TASKS AND EXERCISES:
a) Decide whether each statement, (i) to (iii), agrees with the blog post on Mississippi Damned. Answer yes or no, and quote the words from the post that settle it.
(i) Mabry said after the screening that 95% of the film is true.
(ii) The movie begins in the '90s.
(iii) Mabry called watching the film over and over a very therapeutic process.
b) Answer these questions from the blog post on Mississippi Damned:
(i) How long is the film?
(ii) In what kind of setting does the movie begin?
(iii) What did Mabry offer to anyone who needed one after viewing the film?

───── EXCERPTED PASSAGE

Blog posting by Brian McCormick, Film & Photo '12, FLEFF Intern, Wilbraham, MA

Yesterday I saw "Mississippi Damned" a phenomenal two hour look into the life of the film's writer and director Tina Mabry.

Mississippi Damned is one of the most honest films I have ever seen. It is "fiction," but, as Mabry declared to us after the screening, "95% is true." It's almost unimaginable how so much could be true. I think that is part of what makes it such an incredible film.

The movie begins with Mabry's family and friends in the '80s in a rural Mississippi. We follow them into the 90s during which we see all of the enormous hardships that these families face amidst their lives of poverty. This is Mabry's story, her personal account of everything that happened in her life, following interpretations back to when she was just a little girl.

It was a great pleasure being able to listen to Mabry talk after the screening and to ask her questions in person. Considering the emotional content of her film, Mabry warmingly offered a hug to anyone needing one after viewing the film. When asked about what it's like for her to watch the film over and over again, she describes it as having been a very therapeutic process. I can only imagine the courage it takes to show the world all of your life without holding back.

──────────
───── DATA EXTRACT

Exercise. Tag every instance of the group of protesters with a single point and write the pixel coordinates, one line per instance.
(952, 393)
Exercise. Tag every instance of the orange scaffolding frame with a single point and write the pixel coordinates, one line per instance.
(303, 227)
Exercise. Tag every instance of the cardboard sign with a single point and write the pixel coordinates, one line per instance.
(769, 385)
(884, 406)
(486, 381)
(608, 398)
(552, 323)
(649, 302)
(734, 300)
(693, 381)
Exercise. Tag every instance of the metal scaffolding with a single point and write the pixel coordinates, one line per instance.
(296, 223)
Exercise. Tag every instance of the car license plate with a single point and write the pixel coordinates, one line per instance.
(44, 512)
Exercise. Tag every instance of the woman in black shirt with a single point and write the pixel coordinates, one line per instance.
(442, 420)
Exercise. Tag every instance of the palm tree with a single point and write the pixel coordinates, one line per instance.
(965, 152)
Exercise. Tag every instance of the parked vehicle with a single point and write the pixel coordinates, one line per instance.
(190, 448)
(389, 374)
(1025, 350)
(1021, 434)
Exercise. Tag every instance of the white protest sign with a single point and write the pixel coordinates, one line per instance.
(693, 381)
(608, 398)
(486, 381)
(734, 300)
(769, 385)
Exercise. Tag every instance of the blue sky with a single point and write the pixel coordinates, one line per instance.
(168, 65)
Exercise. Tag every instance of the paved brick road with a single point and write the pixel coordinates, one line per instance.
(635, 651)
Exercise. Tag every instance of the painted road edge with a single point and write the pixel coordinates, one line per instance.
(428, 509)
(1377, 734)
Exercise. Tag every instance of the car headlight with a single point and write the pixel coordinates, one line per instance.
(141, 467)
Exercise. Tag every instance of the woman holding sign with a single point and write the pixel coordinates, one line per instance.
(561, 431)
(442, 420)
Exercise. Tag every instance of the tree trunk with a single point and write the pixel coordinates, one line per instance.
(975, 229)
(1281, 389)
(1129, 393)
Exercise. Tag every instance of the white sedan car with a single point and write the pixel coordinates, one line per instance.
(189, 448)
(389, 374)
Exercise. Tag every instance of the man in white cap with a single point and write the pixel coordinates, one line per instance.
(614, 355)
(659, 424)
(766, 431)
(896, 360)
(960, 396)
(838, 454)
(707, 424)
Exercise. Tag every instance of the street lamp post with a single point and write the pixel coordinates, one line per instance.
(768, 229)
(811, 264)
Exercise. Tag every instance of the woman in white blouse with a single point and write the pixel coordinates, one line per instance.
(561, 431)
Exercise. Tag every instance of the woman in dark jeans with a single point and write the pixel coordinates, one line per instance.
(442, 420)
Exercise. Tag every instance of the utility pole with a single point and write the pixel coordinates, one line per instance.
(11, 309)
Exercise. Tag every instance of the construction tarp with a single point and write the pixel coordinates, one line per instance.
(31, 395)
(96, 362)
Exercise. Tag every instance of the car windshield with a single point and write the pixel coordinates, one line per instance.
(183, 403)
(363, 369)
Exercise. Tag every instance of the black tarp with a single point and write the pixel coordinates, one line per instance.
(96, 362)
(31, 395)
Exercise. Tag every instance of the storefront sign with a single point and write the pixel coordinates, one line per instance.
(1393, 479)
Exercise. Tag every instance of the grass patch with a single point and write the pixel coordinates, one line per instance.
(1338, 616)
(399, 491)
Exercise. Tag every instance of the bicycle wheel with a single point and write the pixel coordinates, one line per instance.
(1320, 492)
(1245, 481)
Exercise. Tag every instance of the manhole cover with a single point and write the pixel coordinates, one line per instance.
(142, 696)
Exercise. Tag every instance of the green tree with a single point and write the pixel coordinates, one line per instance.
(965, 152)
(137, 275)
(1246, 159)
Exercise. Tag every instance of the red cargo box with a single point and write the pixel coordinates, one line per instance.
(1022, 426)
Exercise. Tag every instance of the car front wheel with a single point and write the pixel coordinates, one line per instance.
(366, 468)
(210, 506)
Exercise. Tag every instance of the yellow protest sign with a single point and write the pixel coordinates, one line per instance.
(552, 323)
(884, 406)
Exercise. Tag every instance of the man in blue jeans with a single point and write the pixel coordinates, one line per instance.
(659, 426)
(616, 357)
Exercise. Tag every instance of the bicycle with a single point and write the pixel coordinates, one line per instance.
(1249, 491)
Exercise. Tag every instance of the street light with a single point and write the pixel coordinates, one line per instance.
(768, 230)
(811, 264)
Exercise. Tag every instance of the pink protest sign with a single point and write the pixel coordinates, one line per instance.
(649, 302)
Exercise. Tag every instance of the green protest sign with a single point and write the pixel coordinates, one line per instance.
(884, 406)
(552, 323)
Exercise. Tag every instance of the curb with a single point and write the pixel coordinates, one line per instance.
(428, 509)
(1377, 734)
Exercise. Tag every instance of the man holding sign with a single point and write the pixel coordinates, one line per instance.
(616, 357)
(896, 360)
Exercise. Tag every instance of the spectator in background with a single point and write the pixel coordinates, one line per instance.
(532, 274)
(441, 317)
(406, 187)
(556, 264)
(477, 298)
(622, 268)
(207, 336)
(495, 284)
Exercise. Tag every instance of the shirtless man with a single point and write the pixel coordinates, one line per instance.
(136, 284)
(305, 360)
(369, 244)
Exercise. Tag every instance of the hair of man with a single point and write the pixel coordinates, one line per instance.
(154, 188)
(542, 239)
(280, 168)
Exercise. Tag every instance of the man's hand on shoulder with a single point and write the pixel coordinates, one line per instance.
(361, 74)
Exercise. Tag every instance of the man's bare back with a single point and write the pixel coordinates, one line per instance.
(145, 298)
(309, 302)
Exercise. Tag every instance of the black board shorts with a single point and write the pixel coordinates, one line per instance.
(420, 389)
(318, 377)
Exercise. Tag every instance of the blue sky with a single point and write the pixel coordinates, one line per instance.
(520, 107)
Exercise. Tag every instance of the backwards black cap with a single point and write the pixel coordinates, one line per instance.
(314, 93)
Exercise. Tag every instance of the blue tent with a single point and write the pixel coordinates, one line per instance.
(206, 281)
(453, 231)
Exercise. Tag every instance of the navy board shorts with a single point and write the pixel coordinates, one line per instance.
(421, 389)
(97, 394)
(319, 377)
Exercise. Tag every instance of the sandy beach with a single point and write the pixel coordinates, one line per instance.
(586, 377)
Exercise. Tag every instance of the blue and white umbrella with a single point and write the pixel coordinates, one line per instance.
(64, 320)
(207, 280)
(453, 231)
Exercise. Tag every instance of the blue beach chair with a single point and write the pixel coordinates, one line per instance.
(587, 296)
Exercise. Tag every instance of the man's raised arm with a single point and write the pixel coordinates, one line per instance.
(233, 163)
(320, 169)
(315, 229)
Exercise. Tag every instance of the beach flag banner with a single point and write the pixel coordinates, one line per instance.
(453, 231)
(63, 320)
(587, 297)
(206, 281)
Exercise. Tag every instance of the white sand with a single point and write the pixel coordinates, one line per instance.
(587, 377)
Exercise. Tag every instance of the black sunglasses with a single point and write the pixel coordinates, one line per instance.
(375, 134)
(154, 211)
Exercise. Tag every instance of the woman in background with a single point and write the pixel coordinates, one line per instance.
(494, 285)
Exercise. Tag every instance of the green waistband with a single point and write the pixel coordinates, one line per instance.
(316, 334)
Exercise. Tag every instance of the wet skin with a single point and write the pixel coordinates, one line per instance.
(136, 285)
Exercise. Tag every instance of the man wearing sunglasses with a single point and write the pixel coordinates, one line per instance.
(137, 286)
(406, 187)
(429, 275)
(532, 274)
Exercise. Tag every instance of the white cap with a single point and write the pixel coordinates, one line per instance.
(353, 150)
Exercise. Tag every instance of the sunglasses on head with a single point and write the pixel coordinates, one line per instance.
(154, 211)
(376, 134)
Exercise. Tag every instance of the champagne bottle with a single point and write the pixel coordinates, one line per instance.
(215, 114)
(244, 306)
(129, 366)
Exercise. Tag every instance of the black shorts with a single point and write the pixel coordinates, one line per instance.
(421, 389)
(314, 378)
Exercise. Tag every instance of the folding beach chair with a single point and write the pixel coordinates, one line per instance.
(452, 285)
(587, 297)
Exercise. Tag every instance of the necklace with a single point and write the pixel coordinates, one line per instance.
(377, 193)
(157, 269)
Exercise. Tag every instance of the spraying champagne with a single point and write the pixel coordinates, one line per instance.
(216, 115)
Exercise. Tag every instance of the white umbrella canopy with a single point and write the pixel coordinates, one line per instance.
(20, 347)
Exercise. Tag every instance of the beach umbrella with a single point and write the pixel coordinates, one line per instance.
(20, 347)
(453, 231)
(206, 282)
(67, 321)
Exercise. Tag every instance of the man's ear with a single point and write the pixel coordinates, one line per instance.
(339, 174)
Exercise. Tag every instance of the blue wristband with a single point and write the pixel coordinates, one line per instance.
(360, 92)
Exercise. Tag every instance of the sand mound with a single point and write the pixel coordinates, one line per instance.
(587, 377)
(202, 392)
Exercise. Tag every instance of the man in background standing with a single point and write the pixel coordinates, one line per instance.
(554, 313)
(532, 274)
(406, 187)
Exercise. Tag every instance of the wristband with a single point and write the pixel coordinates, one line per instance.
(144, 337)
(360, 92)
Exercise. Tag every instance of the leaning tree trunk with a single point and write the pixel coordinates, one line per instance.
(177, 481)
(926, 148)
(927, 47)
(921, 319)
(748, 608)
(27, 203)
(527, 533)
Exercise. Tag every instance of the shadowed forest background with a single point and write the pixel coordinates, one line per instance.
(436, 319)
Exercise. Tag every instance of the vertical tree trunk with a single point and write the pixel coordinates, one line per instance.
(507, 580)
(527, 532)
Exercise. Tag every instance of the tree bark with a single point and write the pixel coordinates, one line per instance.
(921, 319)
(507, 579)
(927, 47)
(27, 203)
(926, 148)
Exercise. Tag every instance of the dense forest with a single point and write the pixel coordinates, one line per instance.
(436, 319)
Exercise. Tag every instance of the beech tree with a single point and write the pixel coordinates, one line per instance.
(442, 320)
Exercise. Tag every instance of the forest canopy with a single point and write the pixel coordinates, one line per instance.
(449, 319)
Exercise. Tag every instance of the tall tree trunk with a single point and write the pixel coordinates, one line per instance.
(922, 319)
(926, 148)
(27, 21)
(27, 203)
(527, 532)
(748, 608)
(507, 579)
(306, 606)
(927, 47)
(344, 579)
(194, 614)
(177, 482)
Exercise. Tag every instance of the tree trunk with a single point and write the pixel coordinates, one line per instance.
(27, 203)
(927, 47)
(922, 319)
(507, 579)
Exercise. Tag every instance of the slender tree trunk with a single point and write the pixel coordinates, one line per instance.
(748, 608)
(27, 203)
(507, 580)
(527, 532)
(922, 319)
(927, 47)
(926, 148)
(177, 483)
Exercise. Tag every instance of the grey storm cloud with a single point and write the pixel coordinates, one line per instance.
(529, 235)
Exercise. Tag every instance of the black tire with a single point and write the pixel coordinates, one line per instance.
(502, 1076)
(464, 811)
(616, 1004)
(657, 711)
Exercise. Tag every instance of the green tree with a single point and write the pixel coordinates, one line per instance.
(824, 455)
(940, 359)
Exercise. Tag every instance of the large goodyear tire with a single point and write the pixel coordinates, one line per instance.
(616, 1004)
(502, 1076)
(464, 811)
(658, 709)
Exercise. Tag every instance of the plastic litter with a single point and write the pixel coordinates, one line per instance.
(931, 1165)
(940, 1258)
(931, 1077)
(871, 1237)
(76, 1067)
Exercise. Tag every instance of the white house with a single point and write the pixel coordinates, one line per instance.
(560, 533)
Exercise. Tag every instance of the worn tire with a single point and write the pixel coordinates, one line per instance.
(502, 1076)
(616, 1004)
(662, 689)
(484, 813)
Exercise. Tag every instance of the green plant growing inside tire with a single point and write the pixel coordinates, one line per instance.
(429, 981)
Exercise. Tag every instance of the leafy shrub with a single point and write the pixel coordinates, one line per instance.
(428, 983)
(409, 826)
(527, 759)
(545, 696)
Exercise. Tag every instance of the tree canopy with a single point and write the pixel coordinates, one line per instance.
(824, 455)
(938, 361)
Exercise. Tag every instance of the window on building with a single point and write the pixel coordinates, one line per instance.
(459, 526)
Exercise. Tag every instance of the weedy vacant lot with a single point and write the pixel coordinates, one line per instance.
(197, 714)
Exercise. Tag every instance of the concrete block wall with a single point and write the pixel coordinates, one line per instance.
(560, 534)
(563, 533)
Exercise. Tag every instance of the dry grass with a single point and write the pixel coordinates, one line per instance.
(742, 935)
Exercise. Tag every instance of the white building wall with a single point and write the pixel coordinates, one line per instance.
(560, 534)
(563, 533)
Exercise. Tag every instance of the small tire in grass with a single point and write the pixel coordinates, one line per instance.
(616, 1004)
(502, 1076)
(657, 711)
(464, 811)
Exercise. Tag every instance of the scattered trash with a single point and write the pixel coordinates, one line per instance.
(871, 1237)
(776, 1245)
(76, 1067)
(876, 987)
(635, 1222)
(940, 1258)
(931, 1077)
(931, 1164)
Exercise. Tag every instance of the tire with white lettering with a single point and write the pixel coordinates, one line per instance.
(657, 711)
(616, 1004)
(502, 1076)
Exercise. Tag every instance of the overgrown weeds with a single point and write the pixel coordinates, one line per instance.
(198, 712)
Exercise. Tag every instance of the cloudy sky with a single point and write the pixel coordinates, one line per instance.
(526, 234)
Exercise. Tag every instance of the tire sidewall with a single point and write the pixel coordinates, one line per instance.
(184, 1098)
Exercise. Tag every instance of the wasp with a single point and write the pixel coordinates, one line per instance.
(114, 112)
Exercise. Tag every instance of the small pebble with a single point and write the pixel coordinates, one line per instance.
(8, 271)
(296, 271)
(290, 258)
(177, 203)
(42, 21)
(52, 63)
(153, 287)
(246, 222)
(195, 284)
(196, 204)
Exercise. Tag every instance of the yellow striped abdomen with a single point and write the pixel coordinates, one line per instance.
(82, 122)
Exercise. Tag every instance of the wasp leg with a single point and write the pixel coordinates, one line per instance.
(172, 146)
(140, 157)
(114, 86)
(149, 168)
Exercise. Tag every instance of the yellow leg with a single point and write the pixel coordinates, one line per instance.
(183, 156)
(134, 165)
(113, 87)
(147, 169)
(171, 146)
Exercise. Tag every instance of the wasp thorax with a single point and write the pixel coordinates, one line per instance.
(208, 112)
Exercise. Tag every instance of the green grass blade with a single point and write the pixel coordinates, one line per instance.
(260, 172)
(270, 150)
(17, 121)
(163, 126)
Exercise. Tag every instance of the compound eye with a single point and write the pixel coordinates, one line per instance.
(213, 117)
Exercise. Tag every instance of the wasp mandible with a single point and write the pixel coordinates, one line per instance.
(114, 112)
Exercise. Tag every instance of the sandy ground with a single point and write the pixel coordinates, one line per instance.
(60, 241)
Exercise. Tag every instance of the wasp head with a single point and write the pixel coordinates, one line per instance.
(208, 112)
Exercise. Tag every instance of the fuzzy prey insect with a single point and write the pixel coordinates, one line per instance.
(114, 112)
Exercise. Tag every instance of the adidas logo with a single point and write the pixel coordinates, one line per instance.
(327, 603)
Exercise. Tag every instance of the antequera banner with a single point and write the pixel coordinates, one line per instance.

──────────

TASK-BY-TASK SOLUTIONS:
a)
(i) Yes: "95% is true."
(ii) No: "The movie begins with Mabry's family and friends in the '80s in a rural Mississippi."
(iii) Yes: "she describes it as having been a very therapeutic process."

b)
(i) Two hours.
(ii) Rural Mississippi.
(iii) A hug.